> [To be done] Set down all of the data that follows word for word, without the images.

━━━ Material provided

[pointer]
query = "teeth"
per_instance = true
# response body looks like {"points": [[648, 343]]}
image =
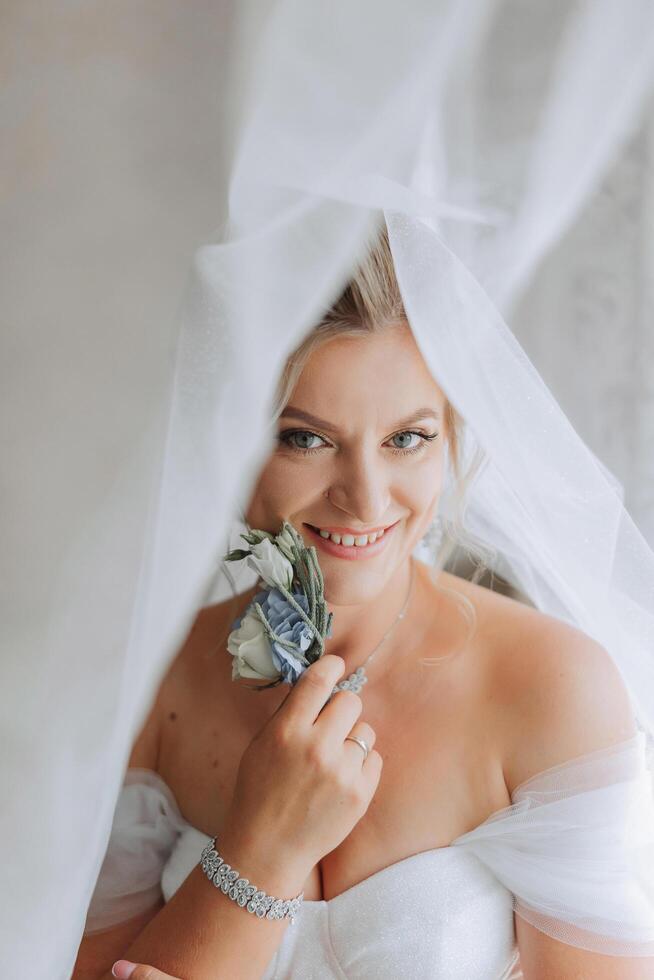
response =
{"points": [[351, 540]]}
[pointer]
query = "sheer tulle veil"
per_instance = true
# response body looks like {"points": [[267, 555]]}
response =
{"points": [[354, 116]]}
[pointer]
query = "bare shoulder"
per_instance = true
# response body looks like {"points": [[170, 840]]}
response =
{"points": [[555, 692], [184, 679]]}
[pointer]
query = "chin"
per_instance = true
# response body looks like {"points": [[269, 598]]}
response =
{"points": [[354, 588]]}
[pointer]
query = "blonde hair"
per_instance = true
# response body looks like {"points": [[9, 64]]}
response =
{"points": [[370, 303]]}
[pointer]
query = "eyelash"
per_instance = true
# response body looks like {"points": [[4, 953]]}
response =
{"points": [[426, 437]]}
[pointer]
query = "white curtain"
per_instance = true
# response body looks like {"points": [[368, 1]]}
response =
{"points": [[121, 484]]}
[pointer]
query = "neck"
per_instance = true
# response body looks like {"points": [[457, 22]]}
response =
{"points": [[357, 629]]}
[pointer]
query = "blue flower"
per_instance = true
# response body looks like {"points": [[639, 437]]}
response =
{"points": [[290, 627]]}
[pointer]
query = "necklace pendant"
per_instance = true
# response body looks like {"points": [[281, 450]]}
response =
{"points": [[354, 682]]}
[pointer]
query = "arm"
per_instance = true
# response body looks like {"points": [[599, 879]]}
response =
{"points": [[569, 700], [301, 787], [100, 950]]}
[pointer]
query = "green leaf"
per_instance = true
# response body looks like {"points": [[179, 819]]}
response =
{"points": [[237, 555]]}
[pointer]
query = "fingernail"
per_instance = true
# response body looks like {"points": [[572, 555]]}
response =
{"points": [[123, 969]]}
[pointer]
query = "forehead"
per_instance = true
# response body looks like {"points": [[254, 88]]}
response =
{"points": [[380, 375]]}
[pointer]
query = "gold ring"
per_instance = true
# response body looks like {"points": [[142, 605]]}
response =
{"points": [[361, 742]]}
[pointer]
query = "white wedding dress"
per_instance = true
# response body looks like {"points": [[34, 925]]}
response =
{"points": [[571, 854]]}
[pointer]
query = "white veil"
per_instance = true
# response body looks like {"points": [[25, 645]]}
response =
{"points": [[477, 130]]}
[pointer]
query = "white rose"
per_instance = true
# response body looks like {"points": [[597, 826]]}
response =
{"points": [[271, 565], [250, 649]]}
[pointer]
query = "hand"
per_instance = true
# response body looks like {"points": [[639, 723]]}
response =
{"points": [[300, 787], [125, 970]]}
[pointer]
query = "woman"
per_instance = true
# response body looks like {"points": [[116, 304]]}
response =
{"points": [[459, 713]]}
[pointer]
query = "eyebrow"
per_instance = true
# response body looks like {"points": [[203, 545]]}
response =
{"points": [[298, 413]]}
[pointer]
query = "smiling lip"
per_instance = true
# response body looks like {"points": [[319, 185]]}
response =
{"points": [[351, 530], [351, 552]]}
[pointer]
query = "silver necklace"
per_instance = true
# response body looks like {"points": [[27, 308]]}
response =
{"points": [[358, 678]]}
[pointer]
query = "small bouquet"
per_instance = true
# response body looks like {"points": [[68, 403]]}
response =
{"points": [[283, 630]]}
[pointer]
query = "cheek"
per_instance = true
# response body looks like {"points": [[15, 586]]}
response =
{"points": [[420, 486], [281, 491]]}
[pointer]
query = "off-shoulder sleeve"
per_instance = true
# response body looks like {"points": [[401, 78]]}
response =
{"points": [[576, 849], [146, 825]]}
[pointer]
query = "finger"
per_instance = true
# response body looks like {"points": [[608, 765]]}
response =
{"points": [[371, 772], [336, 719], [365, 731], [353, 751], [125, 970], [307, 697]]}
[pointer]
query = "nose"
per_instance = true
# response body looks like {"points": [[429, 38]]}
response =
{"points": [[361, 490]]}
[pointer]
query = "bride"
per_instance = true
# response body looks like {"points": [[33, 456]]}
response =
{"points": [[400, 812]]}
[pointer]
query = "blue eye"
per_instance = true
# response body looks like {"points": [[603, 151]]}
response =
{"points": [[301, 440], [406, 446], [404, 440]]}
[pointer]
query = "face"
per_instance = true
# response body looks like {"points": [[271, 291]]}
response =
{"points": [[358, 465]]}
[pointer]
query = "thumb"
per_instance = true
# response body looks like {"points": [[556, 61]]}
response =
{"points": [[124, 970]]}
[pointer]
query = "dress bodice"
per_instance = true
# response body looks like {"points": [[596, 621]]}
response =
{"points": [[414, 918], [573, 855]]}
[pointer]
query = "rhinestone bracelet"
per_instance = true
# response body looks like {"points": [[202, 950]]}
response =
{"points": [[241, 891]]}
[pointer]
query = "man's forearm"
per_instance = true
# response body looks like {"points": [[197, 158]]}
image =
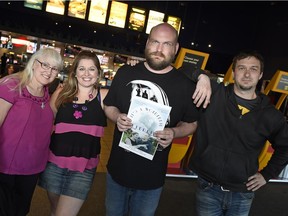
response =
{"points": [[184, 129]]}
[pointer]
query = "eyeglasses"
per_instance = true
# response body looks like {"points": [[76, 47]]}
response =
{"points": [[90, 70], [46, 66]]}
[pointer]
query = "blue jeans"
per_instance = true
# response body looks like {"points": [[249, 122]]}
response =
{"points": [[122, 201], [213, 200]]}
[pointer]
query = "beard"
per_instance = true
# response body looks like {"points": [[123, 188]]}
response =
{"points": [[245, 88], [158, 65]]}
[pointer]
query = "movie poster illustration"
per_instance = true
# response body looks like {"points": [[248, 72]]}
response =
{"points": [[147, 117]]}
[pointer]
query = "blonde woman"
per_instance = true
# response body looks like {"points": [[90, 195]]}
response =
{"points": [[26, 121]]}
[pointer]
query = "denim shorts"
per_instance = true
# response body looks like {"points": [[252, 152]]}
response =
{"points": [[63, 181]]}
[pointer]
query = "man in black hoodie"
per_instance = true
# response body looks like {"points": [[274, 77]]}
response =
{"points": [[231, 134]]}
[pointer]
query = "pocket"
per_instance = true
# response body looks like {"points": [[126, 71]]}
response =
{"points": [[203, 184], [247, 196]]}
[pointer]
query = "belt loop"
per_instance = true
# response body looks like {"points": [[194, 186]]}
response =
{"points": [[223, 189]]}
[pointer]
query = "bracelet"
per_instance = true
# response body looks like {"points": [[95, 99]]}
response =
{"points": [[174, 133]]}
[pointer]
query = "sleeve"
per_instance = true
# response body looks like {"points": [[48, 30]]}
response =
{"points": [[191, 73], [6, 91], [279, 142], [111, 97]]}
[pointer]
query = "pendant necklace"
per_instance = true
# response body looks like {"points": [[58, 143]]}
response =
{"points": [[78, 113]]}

━━━━━━

> [Reply to the task]
[pointer]
query = "teeth"
per_instance = true
# response body looks like {"points": [[648, 343]]}
image =
response =
{"points": [[351, 540]]}
[pointer]
query = "sheer tulle veil"
per_instance = true
# response body looks like {"points": [[267, 555]]}
response =
{"points": [[354, 116]]}
[pointer]
query = "bare shoulder"
per_instance = true
# response body looks like {"points": [[170, 840]]}
response =
{"points": [[555, 692], [184, 679]]}
[pointer]
query = "chin"
per_instance = true
# response body looks like {"points": [[269, 598]]}
response =
{"points": [[354, 588]]}
[pointer]
query = "blonde hair"
per_instance = true
# response body looks like {"points": [[9, 64]]}
response =
{"points": [[370, 303]]}
[pointer]
query = "eyelash"
per_instance = true
# response body looks like {"points": [[4, 953]]}
response =
{"points": [[426, 437]]}
[pointer]
query = "white curtain"
per_instance = true
# response body looks like {"points": [[368, 1]]}
response =
{"points": [[121, 484]]}
[pointer]
query = "neck"
per_instance = true
# response body looks like {"points": [[457, 22]]}
response =
{"points": [[357, 629]]}
[pointer]
query = "blue flower"
per_instance = true
# response body looks like {"points": [[639, 437]]}
response =
{"points": [[290, 627]]}
[pointer]
query = "necklace pendant"
per_instance = true
# response body looks like {"points": [[281, 450]]}
response =
{"points": [[354, 682]]}
[pointer]
query = "arm"
per_instance = true
# response body looks like {"points": [[599, 879]]}
response =
{"points": [[569, 700], [301, 787], [100, 950]]}
[pointer]
query = "green leaf"
per_instance = true
# response body looks like {"points": [[179, 819]]}
response =
{"points": [[237, 555]]}
[pointer]
query = "fingernail"
per_instance = true
# response body looks like {"points": [[572, 555]]}
response =
{"points": [[123, 969]]}
[pointer]
query = "forehead"
per_instance = true
# response body looks like {"points": [[254, 88]]}
response =
{"points": [[380, 375]]}
[pointer]
query = "gold ring"
per_instance = true
# response body looks like {"points": [[142, 605]]}
response =
{"points": [[361, 742]]}
[pointer]
query = "white wedding dress"
per_instance = true
# response body looks like {"points": [[34, 925]]}
response =
{"points": [[571, 854]]}
[pointer]
query = "white veil"
per_instance = true
# response body looks like {"points": [[25, 645]]}
response =
{"points": [[477, 130]]}
[pointer]
query = "white rose"
per_instance = true
# response body looks like {"points": [[597, 826]]}
response =
{"points": [[271, 565], [250, 649]]}
[pointer]
query = "hand"
per_instance = true
# response body looks like {"points": [[639, 723]]}
response =
{"points": [[300, 787], [125, 970]]}
[pointer]
query = "woman"
per_instance = true
# response body looks like {"points": [[116, 304]]}
response =
{"points": [[459, 713]]}
[pointer]
query = "eyebrow"
per_instance = true
# response body looks like {"points": [[203, 545]]}
response =
{"points": [[298, 413]]}
[pointer]
query = "smiling lip"
per_instance = true
# response body looks like {"points": [[319, 185]]}
response =
{"points": [[351, 530], [351, 552]]}
[pointer]
query = "silver necklace"
per_instance = true
# response body looks like {"points": [[27, 308]]}
response =
{"points": [[358, 678]]}
[pointer]
query = "small bouquet"
per_instance = true
# response body looks like {"points": [[68, 403]]}
response =
{"points": [[283, 630]]}
[pointer]
query = "cheek"
per_instance = true
# response body looks like {"points": [[15, 586]]}
response =
{"points": [[420, 486], [281, 491]]}
[pointer]
query = "off-shoulder sleeve"
per_instance = true
# response body looks like {"points": [[401, 78]]}
response =
{"points": [[576, 849], [146, 825]]}
[pointer]
query = "finger"
per_instance = true
# response body looks like {"points": [[608, 765]]}
response =
{"points": [[371, 772], [336, 719], [365, 731], [353, 751], [125, 970], [307, 697]]}
[pointer]
query = "nose"
per_instance = true
# response body looks like {"points": [[429, 38]]}
response =
{"points": [[361, 490]]}
[pointer]
query = "bride"
per_instance = true
# response body looks like {"points": [[33, 456]]}
response =
{"points": [[400, 812]]}
[pointer]
query = "blue eye"
per_instance = true
# response body looks like {"points": [[603, 151]]}
response =
{"points": [[301, 440], [406, 446], [404, 440]]}
[pointer]
query = "face"
per_instance = true
# response body looks like {"points": [[271, 291]]}
response =
{"points": [[358, 465]]}
[pointer]
query = "thumb"
per_instance = true
# response body looks like {"points": [[556, 61]]}
response =
{"points": [[124, 970]]}
[pointer]
query = "dress bodice"
per_instance = true
# response body looks like {"points": [[596, 621]]}
response =
{"points": [[414, 918], [573, 855]]}
[pointer]
query = "rhinestone bracelet"
per_instance = true
# response body looks like {"points": [[202, 950]]}
response =
{"points": [[241, 891]]}
[pointer]
query = "man's forearm"
per_instance = true
# response body looks like {"points": [[197, 158]]}
image =
response =
{"points": [[184, 129]]}
[pointer]
query = "eyeglasses"
per_instance = true
# response body looks like {"points": [[76, 47]]}
response =
{"points": [[90, 70], [46, 66]]}
[pointer]
query = "blue jeans"
per_instance = true
# response body looks like {"points": [[249, 122]]}
response =
{"points": [[122, 201], [213, 200]]}
[pointer]
query = "beard"
per_instance = true
# response body looks like {"points": [[123, 188]]}
response =
{"points": [[245, 88], [158, 65]]}
[pointer]
query = "movie poster illustration"
per_instance = true
# response body looks like {"points": [[248, 72]]}
response =
{"points": [[147, 117]]}
[pointer]
query = "blonde woman"
per_instance = true
# response body looks like {"points": [[90, 195]]}
response =
{"points": [[26, 121]]}
[pointer]
query = "denim shorts"
per_instance = true
# response body looks like {"points": [[252, 152]]}
response =
{"points": [[63, 181]]}
[pointer]
query = "man in black hoodie"
per_instance = true
# response body looks like {"points": [[274, 77]]}
response =
{"points": [[231, 134]]}
[pointer]
query = "pocket"
per_instance = true
# response body looks like {"points": [[126, 71]]}
response =
{"points": [[203, 184], [247, 196]]}
[pointer]
query = "belt loop"
per_instance = true
# response body looks like {"points": [[194, 186]]}
response =
{"points": [[223, 189]]}
[pointer]
query = "bracelet"
per_instance = true
# response body looks like {"points": [[95, 99]]}
response =
{"points": [[174, 133]]}
[pointer]
query = "sleeve"
per_instance = true
# response body looks like {"points": [[48, 30]]}
response =
{"points": [[191, 73], [6, 91], [279, 142], [111, 97]]}
[pointer]
query = "pendant necklace"
per_instance = true
# response body looks like {"points": [[58, 143]]}
response =
{"points": [[78, 113]]}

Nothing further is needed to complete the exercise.